**Document excerpt:**
───
Species of gastropod

Goniobranchus tennentanus (the gaudy chromodorid) is a species of colourful sea slug in the family Chromodorididae.

== Distribution ==
This species was described from Ceylon (Sri Lanka). It has also been reported from the following locations; East Africa, East Coast of South Africa, Tanzania and Chagos.

== Description ==
Kelaart's original description is as follows:
Body 1 inch long, white. Mantle white, with a faint bluish shade, and spangled with golden-coloured and purple spots. Margin caerulean blue. Dorsal tentacles clavate, purplish red, tipped with white, laminated. Branchial plumes red, numerous, 12 to 15, linear, bipinnated. Foot white, upper surface spotted with yellow. Oral tentacles white, with a yellow margin. Under surface of mantle white, with bluish reflexions.
Eliot's Chromodoris vicina is described as follows:
Mantle and foot bordered with light violet, the latter border a row of dots. Middle of back drab-brown with bright violet spots, the larger ones with a white centre. Near the edge of the mantle a number of yellow spots with white borders, which are often confluent. The foot deep and narrow, white with some yellow spots near the lower edge. The rhinophores dark brown with white tips. Each of the branchiae bore two black bands.
───
(Saved entries)
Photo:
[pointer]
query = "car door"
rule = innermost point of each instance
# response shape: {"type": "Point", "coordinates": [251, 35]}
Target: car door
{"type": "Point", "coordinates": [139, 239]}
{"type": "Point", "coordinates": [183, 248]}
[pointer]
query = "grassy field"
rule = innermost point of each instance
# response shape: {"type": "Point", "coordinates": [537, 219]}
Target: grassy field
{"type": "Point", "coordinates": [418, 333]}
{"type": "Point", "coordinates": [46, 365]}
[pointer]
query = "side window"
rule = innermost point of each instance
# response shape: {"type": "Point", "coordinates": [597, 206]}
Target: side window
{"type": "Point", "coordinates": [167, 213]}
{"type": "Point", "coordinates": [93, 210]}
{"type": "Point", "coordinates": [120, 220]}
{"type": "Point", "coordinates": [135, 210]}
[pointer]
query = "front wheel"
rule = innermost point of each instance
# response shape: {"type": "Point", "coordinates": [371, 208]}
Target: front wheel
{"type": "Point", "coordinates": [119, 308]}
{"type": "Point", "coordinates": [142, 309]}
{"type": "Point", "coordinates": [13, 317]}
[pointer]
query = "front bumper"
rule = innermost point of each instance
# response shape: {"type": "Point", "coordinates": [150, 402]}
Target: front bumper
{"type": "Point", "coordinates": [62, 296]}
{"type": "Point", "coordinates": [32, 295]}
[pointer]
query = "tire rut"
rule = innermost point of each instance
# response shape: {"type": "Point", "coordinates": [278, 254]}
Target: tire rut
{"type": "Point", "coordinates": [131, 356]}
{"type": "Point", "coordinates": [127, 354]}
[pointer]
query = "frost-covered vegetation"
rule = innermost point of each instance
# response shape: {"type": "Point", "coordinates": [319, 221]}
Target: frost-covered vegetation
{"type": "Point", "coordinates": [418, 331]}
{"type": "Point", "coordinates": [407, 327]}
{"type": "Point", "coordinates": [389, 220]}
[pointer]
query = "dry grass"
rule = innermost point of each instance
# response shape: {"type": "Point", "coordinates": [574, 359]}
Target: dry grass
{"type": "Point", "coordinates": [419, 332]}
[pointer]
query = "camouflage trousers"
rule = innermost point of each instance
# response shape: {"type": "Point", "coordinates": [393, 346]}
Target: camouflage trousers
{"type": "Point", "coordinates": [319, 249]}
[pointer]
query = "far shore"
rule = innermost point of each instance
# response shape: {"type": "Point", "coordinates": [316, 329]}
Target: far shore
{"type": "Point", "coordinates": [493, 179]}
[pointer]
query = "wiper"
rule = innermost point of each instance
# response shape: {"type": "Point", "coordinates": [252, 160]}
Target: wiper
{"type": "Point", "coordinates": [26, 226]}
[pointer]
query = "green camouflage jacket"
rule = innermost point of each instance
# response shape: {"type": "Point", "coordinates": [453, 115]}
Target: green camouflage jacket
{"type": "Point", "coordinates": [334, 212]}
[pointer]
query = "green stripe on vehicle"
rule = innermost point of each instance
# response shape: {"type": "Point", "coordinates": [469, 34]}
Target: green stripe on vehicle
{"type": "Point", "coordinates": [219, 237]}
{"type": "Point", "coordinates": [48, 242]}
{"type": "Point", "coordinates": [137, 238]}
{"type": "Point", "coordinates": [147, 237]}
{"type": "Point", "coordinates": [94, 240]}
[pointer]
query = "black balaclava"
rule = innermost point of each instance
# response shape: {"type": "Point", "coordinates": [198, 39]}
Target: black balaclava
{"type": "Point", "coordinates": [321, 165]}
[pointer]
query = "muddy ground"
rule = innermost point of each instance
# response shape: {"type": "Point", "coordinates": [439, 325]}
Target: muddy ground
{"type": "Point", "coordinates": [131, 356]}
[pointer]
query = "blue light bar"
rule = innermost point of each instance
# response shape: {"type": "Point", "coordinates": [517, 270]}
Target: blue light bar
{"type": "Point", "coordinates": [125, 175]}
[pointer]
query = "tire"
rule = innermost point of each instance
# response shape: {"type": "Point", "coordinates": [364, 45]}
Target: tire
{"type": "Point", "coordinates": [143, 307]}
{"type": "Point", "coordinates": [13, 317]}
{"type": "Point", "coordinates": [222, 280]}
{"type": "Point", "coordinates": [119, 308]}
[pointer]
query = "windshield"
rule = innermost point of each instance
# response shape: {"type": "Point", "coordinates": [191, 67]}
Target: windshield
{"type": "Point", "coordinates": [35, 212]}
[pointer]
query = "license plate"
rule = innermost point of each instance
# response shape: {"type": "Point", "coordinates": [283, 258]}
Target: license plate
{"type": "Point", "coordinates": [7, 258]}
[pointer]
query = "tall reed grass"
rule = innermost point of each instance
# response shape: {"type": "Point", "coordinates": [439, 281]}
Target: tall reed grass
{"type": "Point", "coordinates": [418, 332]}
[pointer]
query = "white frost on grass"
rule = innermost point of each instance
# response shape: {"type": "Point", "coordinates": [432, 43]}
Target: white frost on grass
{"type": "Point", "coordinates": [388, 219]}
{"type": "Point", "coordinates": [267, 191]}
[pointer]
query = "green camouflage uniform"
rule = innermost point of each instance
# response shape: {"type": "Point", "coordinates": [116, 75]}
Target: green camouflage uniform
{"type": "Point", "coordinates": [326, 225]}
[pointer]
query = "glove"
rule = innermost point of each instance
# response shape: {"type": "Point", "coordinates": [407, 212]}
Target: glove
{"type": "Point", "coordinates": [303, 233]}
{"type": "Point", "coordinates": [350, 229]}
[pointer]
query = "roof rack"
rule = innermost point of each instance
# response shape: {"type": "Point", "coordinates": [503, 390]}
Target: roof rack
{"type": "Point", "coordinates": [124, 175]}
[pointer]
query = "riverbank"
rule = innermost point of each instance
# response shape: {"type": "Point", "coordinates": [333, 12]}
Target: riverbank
───
**What you will do:**
a) According to the sea slug text, where was Goniobranchus tennentanus originally described from?
b) Output the part of the sea slug text starting at "Goniobranchus tennentanus (the" and ending at "with bluish reflexions.".
c) Write the next part of the text about the gaudy chromodorid sea slug, picking up after its last sentence.

**Answers in order:**
a) Ceylon (Sri Lanka).

b)
Goniobranchus tennentanus (the gaudy chromodorid) is a species of colourful sea slug in the family Chromodorididae.

== Distribution ==
This species was described from Ceylon (Sri Lanka). It has also been reported from the following locations; East Africa, East Coast of South Africa, Tanzania and Chagos.

== Description ==
Kelaart's original description is as follows:
Body 1 inch long, white. Mantle white, with a faint bluish shade, and spangled with golden-coloured and purple spots. Margin caerulean blue. Dorsal tentacles clavate, purplish red, tipped with white, laminated. Branchial plumes red, numerous, 12 to 15, linear, bipinnated. Foot white, upper surface spotted with yellow. Oral tentacles white, with a yellow margin. Under surface of mantle white, with bluish reflexions.

c)
Most of the specimens identified as G. tennentanus are a good fit for Eliot's description of C. vicina, but it is possible that it is not really a synonym of G. tennentanus. In particular G. tennentanus is described as having a continuous sky blue margin, not purple, and red gills. C. vicina is up to 40 mm long, with central region orange brown, mottled with lighter and darker patches and with dark purple spots, some with white centres, surrounded by white rings. The central area is surrounded by an irregular cream band which contains bright yellow spots. The margin is purple and somewhat discontinuous or broken into elongate spots.

==Similar species==
This species has been confused with Goniobranchus cavae but differs in having yellow spots only within the cream band at the edge of the mantle, whilst in G. cavae these spots are all over the back.

== Habitat ==
Habitat: diverse, among shallow coral reefs.